(Object position labeling entries)

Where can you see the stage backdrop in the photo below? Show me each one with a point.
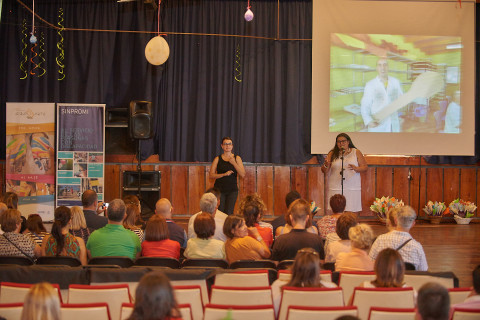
(80, 151)
(30, 156)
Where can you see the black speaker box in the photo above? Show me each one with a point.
(141, 120)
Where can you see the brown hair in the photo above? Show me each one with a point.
(156, 229)
(232, 222)
(204, 225)
(9, 220)
(389, 269)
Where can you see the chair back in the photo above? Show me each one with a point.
(364, 298)
(465, 314)
(458, 295)
(241, 296)
(122, 262)
(250, 278)
(215, 312)
(11, 310)
(11, 292)
(324, 313)
(309, 297)
(113, 295)
(348, 280)
(191, 295)
(60, 260)
(158, 262)
(378, 313)
(82, 311)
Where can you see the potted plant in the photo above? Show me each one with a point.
(462, 210)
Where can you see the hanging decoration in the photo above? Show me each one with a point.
(61, 52)
(23, 52)
(238, 66)
(249, 13)
(157, 50)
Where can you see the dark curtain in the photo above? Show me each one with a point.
(196, 98)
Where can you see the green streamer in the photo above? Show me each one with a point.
(238, 66)
(23, 52)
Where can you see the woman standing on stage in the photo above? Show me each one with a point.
(353, 164)
(224, 169)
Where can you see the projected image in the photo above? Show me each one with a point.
(395, 83)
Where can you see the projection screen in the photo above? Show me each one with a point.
(397, 76)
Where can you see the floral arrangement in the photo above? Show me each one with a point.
(381, 206)
(462, 208)
(435, 209)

# [Given request]
Reproduce every one of the rows above word for word, leaving the picture out of your copy.

# [Output below]
Where can you see the stage backdrop in the photo below? Show me each one with a point.
(80, 151)
(30, 156)
Where can you see the black speaker box in the photo above? Show me each one with a point.
(141, 120)
Where can you see the brown hair in the photo above? Show me each one with a point.
(156, 229)
(232, 222)
(204, 225)
(9, 220)
(389, 269)
Where can you see the chair back in the photo above? Show me each one with a point.
(364, 298)
(465, 314)
(458, 295)
(241, 296)
(122, 262)
(250, 278)
(215, 312)
(11, 310)
(11, 292)
(324, 313)
(309, 297)
(113, 295)
(348, 280)
(191, 295)
(60, 260)
(158, 262)
(378, 313)
(82, 311)
Where can you see the potted plant in the photo above? Show me each one with a point.
(462, 210)
Where can you see the hanging decoration in the photo above? Show me each one with a point.
(61, 52)
(23, 52)
(238, 66)
(249, 13)
(157, 50)
Where can you see the dark curtain in the photo above? Show me each one with a point.
(196, 98)
Where can you see the green streamer in the photo above? Show me each one with a point.
(238, 66)
(23, 52)
Where can you see the woman standing on stage in the photo above? Show me each one with a point.
(353, 164)
(224, 169)
Where can you see the projected image in the photo above? Show me each one with a point.
(395, 83)
Where can you see the projection screen in the photo above? Show me each one with a point.
(397, 76)
Where can you see the floral arrangement in the photo above? Show me each one with a point.
(381, 206)
(462, 208)
(435, 209)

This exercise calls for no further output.